**EXERCISE REQUIREMENTS**: Pick out every line in the data below that contains the word "fence", and copy each such line. Case counts.

[Coordinate labeling data]
____________

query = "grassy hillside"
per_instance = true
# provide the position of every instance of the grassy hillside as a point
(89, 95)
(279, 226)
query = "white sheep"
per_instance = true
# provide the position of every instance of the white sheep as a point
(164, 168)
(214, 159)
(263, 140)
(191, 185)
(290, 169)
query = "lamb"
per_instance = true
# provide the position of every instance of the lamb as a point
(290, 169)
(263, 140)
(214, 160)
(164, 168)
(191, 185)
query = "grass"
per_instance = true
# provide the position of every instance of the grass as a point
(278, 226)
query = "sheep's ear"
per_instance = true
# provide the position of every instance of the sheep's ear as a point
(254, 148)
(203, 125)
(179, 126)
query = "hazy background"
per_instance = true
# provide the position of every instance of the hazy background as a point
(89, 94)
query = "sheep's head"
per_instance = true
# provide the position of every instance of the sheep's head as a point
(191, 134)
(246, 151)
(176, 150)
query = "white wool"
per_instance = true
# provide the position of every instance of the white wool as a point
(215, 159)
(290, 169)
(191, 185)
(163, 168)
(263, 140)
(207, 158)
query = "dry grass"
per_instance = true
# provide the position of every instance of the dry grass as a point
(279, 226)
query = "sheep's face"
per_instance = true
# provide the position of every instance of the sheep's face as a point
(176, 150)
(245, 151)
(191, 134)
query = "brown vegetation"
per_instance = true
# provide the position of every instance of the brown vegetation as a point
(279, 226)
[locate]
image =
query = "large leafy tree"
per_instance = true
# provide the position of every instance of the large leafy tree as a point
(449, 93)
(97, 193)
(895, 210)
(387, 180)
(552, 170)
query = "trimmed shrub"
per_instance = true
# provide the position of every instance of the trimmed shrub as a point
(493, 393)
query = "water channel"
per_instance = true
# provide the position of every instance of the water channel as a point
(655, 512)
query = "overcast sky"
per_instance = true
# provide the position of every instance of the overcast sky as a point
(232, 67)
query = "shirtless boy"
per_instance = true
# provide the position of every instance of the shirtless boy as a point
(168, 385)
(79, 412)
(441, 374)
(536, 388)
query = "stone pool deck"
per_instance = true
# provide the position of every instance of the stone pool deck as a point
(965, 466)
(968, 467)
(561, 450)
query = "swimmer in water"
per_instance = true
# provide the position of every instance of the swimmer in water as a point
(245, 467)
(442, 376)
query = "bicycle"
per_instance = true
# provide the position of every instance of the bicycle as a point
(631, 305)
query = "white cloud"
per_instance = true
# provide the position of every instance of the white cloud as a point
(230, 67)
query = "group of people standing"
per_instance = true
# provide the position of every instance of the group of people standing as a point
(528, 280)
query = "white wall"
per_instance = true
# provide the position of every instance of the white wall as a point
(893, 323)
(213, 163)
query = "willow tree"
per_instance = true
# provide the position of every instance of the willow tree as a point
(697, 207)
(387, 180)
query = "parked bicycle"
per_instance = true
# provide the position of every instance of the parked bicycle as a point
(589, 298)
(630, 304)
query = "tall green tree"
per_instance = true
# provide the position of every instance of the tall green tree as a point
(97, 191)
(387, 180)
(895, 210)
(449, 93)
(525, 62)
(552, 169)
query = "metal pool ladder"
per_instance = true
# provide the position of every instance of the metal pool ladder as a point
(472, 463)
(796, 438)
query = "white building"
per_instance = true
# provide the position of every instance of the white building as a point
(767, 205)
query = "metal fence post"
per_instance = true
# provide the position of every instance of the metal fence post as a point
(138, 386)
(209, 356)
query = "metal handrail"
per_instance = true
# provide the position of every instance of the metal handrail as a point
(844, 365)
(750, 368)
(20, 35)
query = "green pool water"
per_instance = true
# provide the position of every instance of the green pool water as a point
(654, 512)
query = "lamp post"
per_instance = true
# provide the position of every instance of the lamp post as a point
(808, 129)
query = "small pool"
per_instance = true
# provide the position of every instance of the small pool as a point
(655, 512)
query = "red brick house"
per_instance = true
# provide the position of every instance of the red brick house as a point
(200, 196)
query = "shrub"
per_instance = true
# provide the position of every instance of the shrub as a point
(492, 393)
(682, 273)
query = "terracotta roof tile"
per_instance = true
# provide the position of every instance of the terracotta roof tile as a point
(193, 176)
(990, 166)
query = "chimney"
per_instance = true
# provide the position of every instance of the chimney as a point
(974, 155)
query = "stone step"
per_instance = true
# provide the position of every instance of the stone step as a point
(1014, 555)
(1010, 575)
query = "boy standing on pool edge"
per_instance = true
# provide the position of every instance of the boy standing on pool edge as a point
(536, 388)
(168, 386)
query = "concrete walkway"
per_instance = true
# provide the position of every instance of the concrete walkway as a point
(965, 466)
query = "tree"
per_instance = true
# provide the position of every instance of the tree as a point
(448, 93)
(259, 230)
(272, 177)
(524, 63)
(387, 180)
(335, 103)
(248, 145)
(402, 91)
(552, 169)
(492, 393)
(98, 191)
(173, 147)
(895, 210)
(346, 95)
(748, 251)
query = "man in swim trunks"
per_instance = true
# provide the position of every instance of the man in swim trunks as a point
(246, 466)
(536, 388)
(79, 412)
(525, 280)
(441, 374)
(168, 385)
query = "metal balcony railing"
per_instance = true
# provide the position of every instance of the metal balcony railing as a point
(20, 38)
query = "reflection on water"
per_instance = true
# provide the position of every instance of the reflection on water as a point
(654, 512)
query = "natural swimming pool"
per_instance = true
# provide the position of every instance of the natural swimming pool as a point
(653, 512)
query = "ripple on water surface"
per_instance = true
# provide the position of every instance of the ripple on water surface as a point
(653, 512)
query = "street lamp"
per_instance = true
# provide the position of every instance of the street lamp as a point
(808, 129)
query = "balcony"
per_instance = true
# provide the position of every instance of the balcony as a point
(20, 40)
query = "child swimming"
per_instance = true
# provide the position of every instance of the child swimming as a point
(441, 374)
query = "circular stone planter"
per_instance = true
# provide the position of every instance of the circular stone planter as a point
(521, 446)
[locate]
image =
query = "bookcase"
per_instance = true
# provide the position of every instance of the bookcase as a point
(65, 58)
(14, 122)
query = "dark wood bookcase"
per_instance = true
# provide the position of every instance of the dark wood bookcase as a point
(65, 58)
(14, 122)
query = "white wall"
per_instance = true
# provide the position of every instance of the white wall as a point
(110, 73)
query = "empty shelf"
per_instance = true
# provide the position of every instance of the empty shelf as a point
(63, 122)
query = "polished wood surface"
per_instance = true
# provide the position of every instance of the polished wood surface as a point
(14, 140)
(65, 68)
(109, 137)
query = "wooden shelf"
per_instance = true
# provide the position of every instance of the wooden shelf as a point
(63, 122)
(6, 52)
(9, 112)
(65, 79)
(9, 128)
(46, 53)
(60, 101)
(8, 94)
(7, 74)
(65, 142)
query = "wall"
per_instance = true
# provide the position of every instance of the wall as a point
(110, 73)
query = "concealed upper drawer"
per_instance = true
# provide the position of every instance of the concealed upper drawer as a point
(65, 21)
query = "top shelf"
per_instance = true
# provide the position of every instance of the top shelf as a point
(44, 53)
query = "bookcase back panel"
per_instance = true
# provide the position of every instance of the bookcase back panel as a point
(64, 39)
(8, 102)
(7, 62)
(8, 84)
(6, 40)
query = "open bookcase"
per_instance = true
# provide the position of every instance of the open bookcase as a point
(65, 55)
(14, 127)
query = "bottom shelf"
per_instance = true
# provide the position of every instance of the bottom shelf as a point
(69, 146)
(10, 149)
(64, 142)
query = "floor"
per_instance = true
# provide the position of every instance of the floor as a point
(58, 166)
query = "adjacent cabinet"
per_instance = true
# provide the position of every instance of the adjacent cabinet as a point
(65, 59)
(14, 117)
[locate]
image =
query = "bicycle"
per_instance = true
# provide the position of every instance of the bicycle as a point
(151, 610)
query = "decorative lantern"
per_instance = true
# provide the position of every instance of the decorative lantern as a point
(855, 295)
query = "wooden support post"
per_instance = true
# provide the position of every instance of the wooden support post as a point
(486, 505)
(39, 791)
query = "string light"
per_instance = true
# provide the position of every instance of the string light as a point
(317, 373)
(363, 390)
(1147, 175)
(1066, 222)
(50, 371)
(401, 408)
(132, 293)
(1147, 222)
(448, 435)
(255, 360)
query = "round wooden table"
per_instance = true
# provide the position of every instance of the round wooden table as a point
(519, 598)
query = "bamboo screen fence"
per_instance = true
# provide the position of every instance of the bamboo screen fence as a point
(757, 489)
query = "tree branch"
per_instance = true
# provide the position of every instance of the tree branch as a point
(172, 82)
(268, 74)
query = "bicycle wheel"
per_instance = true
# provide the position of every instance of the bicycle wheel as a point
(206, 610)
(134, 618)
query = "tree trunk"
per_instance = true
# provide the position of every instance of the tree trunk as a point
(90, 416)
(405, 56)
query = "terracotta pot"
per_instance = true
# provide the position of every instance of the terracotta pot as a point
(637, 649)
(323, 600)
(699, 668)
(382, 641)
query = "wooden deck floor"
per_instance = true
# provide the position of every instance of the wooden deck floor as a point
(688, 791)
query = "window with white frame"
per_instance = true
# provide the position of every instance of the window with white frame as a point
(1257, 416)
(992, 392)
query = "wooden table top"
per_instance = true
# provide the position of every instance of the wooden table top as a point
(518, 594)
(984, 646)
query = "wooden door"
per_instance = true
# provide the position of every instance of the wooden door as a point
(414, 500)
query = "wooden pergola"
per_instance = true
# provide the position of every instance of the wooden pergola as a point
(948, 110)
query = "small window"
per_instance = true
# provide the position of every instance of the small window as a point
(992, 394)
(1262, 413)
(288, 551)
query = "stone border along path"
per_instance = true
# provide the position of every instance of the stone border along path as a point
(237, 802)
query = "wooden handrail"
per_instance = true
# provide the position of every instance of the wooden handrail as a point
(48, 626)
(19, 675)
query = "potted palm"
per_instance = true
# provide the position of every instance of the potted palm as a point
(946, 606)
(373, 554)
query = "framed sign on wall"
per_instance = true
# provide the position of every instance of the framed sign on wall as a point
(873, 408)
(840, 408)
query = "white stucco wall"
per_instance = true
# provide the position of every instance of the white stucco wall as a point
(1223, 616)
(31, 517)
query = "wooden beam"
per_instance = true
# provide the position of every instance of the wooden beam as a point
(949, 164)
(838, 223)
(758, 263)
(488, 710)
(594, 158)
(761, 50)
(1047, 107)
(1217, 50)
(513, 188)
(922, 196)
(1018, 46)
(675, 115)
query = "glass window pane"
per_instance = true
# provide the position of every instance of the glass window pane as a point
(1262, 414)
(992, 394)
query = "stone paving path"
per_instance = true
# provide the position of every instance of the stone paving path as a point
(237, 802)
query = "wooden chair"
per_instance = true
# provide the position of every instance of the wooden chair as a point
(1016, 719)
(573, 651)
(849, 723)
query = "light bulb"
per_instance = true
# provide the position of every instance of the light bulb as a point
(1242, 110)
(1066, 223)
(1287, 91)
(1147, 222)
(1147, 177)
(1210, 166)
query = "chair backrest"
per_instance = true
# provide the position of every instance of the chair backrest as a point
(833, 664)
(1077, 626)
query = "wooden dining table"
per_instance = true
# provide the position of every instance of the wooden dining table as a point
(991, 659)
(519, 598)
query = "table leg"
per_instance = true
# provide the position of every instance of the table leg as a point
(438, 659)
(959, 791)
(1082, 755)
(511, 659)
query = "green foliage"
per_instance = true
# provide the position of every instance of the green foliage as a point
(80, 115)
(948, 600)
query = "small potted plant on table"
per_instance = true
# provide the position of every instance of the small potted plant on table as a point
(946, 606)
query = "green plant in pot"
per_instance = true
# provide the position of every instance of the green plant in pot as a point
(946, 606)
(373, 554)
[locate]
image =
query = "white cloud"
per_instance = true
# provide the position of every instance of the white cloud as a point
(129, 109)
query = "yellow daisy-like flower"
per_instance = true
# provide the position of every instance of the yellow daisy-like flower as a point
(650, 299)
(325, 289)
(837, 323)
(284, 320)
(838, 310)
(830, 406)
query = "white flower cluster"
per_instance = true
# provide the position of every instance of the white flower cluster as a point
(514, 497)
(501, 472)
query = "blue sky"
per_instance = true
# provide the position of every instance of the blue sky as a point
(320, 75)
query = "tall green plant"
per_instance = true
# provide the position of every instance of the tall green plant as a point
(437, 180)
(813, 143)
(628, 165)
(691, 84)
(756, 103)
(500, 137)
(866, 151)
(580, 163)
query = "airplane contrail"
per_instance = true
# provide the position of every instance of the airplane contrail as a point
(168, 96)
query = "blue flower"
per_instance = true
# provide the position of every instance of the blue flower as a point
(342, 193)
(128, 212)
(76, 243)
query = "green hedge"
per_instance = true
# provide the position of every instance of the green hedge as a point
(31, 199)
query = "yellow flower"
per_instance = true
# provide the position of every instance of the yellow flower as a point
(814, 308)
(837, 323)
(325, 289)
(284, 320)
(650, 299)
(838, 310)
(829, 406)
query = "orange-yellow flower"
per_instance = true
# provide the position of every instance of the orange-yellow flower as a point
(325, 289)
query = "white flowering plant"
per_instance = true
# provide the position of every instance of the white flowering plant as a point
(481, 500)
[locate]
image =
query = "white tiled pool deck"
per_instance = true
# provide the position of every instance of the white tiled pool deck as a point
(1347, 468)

____________

**THE SOLUTION**:
query = "metal fence post"
# provide the position of every instance of the metal fence post as a point
query = "bamboo screen fence"
# provide the position of every instance of the bamboo screen fence as a point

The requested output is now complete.